**EXERCISE REQUIREMENTS**
(1) In the market commentary, transcribe the stretch from "Transportation Index, TRAN, Daily" through "that will happen." word for word.
(2) Answer these questions using the market commentary:
(a) Above what level is the RUT called bullish?
(b) Where does the commentary put the Transportation Index's 200-dma?
(c) On what date did gold make the high the commentary mentions?

**SOURCE**
Russell-2000, RUT, Daily chart
Key Levels for RUT:
- bullish above 1170
- bearish below 1140
One reason to be careful about chasing this market higher, and a reason to keep stops on long positions tight now, is that it's overbought by several measures. One is the percentage of stocks above their 50-dma (some by a large margin) and as you can see on the chart below, the percentage is approaching 70%, a level that is associated with prior reversals. It can go higher but it's a warning sign not to get complacent. Notice how it's been chopping higher following the spike up in early October. New price highs are getting fewer stocks participating, always a sign of topping, even if for only a larger pullback.
NYSE Stocks above 50-dma
The banks got a big shot in the arm (short covering?) and I guess it was on the Fed's continued jaw-boning about raising rates, which makes banks more profitable. It's not going to happen and today's rally runs the risk of an immediate reversal. But there is some more upside potential -- a 62% retracement of the July-August decline is at 75.87 and only pennies below that, at 75.74, is the 162% projection for the 2nd leg of the 3-wave bounce off the August low.
KBW Bank index, BKX, Daily chart
The Transports got hit hard yesterday and the decline left a failed breakout attempt over its downtrend line from March, currently near 8125. It bounced off its 50-dma today but is below its 20-dma, also near 8125, and therefore as long as it remains below 8125 it will remain bearish. But a climb back above 8125 would leave a whippy consolidation off its October 9th high and point to a rally up to its 200-dma, currently at 8467, if not price-level S/R at 8515.
Transportation Index, TRAN, Daily chart
The U.S. dollar also got a strong boost this afternoon following the FOMC announcement. Again, hints of raising rates looks like it caught a few traders short the dollar. The rally broke above its downtrend line from March-August, near 97.10, and it could be a bullish breakout. But I'll want to see how it closes for the week since this afternoon's rally might have been nothing more than short covering, which could quickly flame out and reverse back down. I'm expecting a strong dollar rally but I've been thinking not until another leg down into the end of the year. We'll soon find out whether or not that will happen.
U.S. Dollar contract, DX, Weekly chart
Following gold's high on October 15th it's looking like it could be rolling back over. The high was just shy of the projection near 1195 for two equal legs up from July and the larger pattern suggests gold will see lower lows (at least down to 1000 if not a little lower). But a rally above this morning's high at 1183.10 would suggest we could see at least 1200 to the upside, if not higher, before turning back down later this year or early next year. Bulls want to see support near 1142 hold if it pulls back further.

**RECORD EXTRACTS**
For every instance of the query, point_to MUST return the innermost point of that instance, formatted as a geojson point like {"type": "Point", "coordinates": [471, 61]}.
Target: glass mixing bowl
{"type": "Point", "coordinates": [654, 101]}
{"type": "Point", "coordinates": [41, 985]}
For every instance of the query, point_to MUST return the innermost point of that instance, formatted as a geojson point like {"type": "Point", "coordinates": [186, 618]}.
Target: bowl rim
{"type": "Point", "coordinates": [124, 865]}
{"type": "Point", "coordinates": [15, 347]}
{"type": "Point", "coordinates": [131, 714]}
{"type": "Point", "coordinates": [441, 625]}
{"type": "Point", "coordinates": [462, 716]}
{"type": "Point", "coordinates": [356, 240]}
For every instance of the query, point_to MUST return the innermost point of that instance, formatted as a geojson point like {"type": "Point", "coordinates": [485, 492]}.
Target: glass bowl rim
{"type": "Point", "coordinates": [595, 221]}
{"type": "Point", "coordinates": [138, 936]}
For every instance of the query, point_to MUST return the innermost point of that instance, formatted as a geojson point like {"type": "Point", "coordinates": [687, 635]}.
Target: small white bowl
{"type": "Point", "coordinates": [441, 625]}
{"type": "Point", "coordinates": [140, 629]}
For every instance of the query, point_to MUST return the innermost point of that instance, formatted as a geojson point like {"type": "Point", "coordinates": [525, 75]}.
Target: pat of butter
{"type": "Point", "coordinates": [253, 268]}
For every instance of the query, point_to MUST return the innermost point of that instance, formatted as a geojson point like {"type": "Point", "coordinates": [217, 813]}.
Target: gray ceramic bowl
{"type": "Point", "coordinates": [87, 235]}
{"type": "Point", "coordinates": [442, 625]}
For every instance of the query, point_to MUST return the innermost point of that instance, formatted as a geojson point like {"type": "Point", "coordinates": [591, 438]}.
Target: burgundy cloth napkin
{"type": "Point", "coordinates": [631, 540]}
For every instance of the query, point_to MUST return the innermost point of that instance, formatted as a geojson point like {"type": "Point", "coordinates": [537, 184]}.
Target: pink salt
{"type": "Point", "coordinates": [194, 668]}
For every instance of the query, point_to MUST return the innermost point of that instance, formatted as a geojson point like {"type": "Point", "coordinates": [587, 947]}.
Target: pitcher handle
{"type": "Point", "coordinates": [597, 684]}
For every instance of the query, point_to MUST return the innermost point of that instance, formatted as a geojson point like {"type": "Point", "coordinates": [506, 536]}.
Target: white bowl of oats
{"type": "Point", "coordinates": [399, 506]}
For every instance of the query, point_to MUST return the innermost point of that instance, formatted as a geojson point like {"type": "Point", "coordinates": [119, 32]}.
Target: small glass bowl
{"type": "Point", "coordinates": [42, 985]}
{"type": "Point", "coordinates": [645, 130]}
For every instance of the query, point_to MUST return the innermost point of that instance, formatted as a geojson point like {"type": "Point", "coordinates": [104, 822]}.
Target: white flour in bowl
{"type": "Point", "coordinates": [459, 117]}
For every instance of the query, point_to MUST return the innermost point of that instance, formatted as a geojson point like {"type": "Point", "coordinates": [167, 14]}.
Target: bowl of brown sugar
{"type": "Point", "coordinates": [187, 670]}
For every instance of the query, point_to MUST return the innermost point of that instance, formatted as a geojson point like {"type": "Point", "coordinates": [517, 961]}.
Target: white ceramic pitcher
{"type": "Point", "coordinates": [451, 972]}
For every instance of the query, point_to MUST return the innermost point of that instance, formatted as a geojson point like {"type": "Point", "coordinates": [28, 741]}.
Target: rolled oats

**TASK-BY-TASK OUTPUTS**
(1)
Transportation Index, TRAN, Daily chart
The U.S. dollar also got a strong boost this afternoon following the FOMC announcement. Again, hints of raising rates looks like it caught a few traders short the dollar. The rally broke above its downtrend line from March-August, near 97.10, and it could be a bullish breakout. But I'll want to see how it closes for the week since this afternoon's rally might have been nothing more than short covering, which could quickly flame out and reverse back down. I'm expecting a strong dollar rally but I've been thinking not until another leg down into the end of the year. We'll soon find out whether or not that will happen.

(2)
(a) 1170
(b) 8467
(c) October 15th